Press Shift+F10 to open a Command Prompt window, where you will type some simple commands. Here’s what it looks like:

Before you can finish this step, you need to know the drive letter that Windows 8 Setup thinks your VHD file is stored on. In the Command Prompt window, type dir C: to confirm that Windows 8 Setup sees your VHD file. If you see the VHD folder, great. If not, try dir D:, dir E:, and so on, until you locate the correct drive letter. (In my test system shown here, the 100MB system partition was recognized as drive C:, and my VHD file was located on drive D:, with a full path of D:\VHD\win8-cp.vhd.)
After confirming those details, type diskpart and press Enter to open the command-line disk partitioning utility.
At the DISKPART prompt, type the following commands:
select vdisk file=c:\vhd\win8-cp.vhd (substitute the full path to your VHD file after the equal sign)
attach vdisk
exit
You can now click the Custom option in the Windows 8 setup dialog box. That takes you to a screen like this one:

Pick the new “drive” you created in the previous step and ignore the bogus error message that says Windows can’t be installed there. It can indeed. Click Next to continue.
You can now complete setup, which will proceed exactly as if you were using a physical hard disk. When you’re done, you’ll have a startup menu where you can choose from Windows 7 or Windows 8, with your most recent installation (Windows 8) as the default. You can use the Msconfig utility to change the default OS back to Windows 7. If you do, the startup menu will change to the plain white text on black background version. If Windows 8 is the default, you get the Metro style graphical boot menu.

☆ ☆ ☆

Stated goal a: In the entries below, find every line that contains the string "brass", matching case, and copy each such line.

☆ ☆ ☆

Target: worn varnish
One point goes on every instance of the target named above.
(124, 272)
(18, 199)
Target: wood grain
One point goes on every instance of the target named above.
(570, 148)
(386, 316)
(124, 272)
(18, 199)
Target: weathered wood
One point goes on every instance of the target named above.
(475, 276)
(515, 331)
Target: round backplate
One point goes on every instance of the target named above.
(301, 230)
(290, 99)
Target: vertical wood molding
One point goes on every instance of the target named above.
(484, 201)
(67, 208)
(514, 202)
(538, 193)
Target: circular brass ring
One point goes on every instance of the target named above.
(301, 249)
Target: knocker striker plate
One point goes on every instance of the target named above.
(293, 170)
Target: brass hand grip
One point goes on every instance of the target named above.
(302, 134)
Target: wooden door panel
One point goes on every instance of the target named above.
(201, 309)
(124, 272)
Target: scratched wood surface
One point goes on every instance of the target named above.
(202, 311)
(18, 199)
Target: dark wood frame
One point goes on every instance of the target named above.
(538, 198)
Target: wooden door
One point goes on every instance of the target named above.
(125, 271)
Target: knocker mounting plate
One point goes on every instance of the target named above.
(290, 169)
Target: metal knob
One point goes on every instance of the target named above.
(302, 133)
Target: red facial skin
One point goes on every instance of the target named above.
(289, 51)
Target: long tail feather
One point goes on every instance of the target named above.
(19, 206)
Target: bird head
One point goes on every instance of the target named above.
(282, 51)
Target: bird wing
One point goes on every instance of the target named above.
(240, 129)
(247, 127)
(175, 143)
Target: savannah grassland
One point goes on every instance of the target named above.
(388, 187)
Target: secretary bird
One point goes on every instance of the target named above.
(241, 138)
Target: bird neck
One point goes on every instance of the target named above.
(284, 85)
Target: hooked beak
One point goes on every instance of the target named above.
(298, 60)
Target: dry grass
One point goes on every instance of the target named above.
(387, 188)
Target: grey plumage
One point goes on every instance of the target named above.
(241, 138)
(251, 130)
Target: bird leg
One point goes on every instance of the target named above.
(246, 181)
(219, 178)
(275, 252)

☆ ☆ ☆

Stated goal b:
Answer these questions from the VHD installation guide.
(i) What key combination opens a Command Prompt window?
(ii) What command opens the command-line disk partitioning utility?
(iii) Which utility can change the default OS back to Windows 7?

Complete response a:
Target: circular brass ring
Target: brass hand grip

Complete response b:
(i) Shift+F10
(ii) diskpart
(iii) Msconfig